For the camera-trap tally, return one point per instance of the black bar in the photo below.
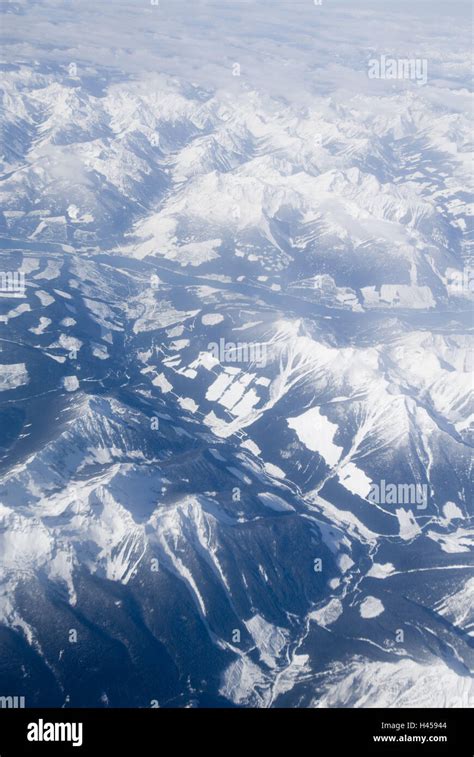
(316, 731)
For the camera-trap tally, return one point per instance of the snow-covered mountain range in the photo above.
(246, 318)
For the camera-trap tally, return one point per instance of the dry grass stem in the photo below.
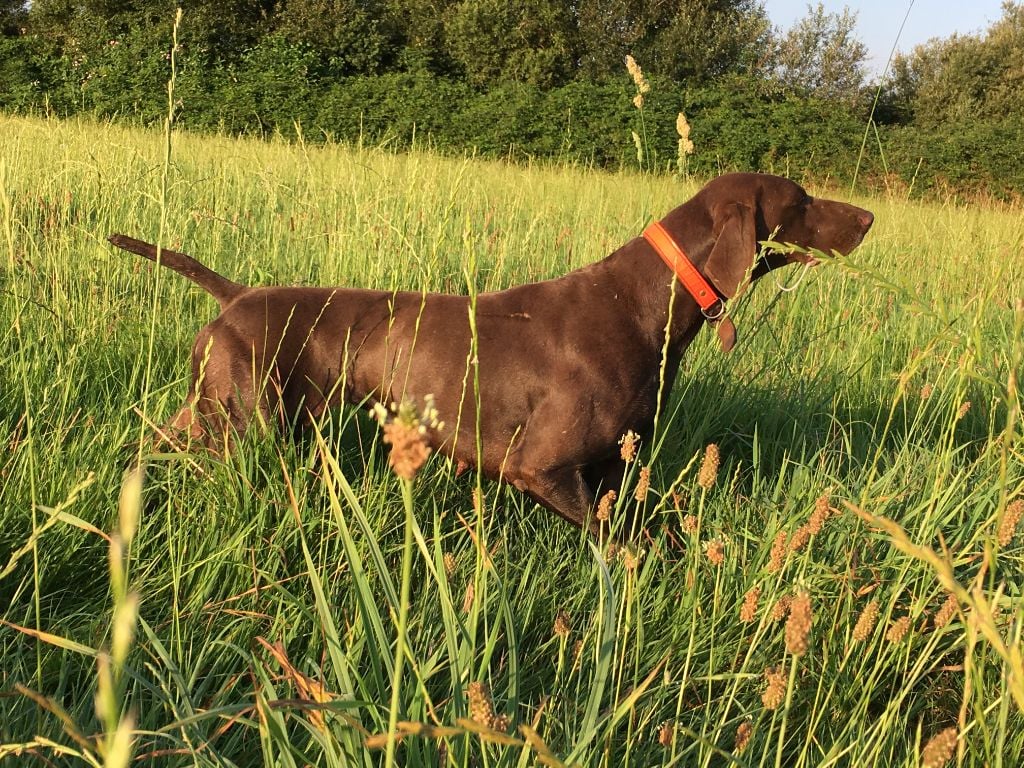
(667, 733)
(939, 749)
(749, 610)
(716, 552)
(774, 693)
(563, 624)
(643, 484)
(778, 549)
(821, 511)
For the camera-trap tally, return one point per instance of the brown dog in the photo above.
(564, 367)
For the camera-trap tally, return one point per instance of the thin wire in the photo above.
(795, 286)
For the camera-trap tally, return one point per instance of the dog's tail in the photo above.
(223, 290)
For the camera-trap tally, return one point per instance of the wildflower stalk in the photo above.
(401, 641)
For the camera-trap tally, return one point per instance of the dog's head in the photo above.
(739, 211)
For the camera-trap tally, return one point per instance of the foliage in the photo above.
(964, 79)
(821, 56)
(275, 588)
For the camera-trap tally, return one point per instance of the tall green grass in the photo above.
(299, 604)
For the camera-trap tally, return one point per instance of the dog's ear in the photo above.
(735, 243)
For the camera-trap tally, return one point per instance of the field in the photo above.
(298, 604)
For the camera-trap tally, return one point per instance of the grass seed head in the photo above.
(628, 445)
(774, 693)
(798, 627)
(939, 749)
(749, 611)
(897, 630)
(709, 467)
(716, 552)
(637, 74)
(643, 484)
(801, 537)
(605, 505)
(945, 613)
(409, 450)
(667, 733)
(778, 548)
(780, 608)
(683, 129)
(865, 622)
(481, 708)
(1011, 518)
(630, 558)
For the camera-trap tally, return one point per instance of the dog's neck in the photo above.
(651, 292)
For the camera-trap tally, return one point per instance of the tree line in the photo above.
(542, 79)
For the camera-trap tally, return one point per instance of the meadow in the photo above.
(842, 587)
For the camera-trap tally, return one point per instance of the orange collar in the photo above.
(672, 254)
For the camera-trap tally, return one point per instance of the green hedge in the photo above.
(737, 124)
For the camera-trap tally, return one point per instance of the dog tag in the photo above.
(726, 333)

...

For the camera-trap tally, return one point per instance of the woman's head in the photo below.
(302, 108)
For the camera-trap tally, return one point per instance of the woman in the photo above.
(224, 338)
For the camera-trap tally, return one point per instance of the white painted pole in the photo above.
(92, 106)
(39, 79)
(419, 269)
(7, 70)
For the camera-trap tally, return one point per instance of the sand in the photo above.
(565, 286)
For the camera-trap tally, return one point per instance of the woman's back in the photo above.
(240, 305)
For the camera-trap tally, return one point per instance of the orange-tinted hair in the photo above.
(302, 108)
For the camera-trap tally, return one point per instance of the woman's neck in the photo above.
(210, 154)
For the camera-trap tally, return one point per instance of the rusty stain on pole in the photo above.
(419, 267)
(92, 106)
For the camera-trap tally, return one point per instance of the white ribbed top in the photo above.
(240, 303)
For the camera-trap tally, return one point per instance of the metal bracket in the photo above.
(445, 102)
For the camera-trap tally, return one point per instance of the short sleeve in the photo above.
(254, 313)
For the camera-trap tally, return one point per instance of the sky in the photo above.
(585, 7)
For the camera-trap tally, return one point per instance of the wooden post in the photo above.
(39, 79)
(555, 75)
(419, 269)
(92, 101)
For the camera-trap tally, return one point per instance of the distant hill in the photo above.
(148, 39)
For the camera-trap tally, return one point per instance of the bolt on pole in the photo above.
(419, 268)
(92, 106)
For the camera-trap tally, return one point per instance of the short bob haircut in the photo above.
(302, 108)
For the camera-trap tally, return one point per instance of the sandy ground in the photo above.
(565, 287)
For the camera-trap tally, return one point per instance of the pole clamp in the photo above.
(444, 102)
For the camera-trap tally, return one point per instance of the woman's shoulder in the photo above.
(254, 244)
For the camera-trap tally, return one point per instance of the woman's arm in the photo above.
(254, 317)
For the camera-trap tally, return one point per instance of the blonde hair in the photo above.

ASSIGNMENT → Reproduce exactly the section above that begins at the line containing "arm in the photo above." and ends at the line containing "blonde hair in the photo above.", leaving out all other lines.

TASK OUTPUT →
For the camera-trap tally, return one point per instance of the woman's arm in the photo above.
(254, 317)
For the camera-trap tally, return one point per instance of the blonde hair in the photo above.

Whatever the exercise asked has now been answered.